### TASK DIRECTIONS
How many lines in the data below contain the string "monitor"? Reply with the number alone.

────────────────

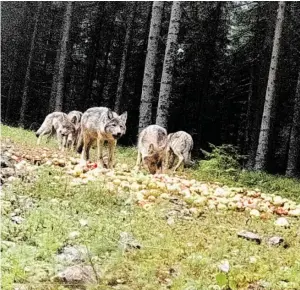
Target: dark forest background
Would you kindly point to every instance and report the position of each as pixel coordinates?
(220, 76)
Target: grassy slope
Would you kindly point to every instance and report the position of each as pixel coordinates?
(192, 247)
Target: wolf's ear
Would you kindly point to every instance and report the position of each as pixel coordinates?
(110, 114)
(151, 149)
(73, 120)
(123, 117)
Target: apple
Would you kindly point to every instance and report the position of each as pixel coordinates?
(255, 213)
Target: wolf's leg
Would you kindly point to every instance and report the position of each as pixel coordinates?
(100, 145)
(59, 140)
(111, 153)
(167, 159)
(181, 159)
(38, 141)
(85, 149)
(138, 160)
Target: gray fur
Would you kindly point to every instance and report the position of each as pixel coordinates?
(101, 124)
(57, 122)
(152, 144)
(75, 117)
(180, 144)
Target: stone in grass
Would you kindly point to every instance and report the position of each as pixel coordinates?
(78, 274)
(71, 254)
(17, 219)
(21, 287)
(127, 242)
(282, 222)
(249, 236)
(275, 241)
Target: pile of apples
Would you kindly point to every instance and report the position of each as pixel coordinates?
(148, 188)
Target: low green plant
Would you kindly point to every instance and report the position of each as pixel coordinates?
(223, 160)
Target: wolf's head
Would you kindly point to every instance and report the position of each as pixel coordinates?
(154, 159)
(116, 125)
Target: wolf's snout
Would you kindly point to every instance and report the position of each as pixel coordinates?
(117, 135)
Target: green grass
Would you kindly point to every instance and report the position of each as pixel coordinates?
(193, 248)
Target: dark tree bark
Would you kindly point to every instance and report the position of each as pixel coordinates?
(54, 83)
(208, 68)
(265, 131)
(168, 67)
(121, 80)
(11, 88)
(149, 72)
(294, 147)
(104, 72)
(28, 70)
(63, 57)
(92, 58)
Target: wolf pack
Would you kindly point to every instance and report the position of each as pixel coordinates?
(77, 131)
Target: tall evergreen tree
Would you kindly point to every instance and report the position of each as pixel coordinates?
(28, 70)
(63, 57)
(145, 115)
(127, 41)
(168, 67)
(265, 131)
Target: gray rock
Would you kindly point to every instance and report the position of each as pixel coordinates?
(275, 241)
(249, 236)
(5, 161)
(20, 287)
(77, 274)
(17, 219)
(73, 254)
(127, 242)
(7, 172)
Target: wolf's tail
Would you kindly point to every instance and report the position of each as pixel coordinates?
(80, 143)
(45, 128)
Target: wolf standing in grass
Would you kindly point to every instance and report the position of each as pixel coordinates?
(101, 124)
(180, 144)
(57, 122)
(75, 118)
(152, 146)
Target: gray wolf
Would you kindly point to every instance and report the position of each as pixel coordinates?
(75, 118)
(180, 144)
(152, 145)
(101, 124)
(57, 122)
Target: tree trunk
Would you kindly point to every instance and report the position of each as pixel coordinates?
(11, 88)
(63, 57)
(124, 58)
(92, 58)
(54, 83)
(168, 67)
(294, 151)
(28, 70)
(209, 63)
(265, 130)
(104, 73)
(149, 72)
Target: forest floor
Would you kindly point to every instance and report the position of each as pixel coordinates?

────────────────

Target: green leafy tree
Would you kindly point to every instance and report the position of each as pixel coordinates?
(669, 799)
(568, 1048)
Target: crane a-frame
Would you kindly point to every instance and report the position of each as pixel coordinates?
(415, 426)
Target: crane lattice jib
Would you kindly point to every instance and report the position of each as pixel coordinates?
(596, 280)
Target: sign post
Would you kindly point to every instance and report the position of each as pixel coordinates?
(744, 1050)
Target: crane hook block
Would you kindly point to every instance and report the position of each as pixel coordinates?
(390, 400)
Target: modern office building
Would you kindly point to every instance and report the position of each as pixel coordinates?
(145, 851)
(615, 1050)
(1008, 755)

────────────────

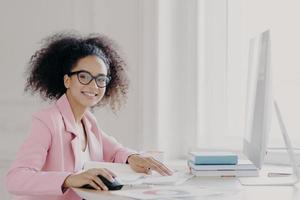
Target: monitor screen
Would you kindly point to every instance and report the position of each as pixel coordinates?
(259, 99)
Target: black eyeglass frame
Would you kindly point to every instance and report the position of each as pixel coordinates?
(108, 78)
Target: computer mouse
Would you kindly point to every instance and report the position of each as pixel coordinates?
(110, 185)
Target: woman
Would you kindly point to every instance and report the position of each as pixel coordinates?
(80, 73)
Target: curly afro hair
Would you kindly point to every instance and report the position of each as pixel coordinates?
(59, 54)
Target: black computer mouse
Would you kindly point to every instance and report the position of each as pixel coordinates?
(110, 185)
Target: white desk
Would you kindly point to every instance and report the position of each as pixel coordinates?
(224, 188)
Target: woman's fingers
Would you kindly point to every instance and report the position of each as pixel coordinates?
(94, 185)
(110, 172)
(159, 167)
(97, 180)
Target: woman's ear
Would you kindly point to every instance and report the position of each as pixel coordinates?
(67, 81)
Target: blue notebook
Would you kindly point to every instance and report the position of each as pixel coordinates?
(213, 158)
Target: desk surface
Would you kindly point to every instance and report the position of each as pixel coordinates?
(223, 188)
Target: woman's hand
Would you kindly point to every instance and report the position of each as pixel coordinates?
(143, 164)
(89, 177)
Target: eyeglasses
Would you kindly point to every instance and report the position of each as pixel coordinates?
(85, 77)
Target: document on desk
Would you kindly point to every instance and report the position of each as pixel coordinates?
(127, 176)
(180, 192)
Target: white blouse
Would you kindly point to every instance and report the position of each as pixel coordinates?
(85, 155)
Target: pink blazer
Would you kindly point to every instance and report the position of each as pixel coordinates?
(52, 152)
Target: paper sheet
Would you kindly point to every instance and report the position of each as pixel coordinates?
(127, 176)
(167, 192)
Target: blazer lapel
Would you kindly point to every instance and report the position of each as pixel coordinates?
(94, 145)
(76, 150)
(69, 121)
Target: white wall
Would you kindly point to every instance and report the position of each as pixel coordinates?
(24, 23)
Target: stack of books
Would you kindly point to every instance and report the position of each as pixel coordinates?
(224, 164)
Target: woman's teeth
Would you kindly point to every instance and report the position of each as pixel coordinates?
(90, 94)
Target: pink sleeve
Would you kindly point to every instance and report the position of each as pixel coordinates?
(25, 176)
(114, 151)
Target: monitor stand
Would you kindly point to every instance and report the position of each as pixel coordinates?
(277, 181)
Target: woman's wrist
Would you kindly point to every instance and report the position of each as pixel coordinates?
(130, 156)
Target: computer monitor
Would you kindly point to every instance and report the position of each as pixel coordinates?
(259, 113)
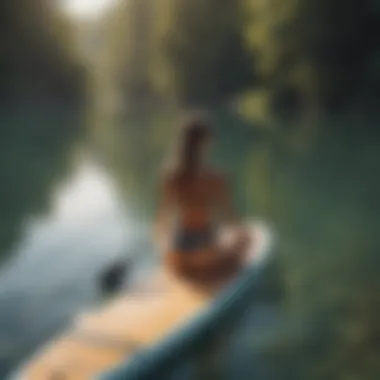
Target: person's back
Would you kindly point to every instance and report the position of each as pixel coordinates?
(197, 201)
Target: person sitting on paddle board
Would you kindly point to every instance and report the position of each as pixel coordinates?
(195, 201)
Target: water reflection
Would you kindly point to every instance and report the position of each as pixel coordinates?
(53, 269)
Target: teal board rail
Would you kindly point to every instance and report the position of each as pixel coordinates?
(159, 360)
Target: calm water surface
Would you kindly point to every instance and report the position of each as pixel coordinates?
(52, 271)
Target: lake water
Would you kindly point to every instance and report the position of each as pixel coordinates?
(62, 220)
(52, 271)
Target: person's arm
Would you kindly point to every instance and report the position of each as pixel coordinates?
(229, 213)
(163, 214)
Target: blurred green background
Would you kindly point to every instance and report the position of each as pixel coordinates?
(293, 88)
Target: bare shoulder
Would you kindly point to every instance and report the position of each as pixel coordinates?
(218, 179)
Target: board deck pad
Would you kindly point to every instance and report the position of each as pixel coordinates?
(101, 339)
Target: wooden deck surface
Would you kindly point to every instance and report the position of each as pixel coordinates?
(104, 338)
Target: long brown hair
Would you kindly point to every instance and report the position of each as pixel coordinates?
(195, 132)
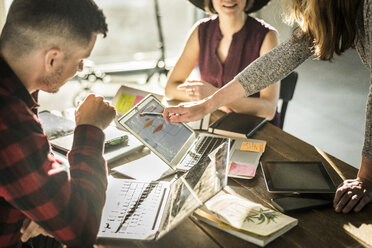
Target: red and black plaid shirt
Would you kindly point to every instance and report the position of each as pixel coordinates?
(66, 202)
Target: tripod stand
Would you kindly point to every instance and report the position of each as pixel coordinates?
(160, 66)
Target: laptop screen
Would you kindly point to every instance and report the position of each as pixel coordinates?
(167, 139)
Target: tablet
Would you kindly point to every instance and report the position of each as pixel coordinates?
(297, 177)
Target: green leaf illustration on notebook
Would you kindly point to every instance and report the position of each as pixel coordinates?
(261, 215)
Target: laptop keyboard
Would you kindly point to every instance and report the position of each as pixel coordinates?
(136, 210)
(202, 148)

────────────────

### THE OUTPUT
3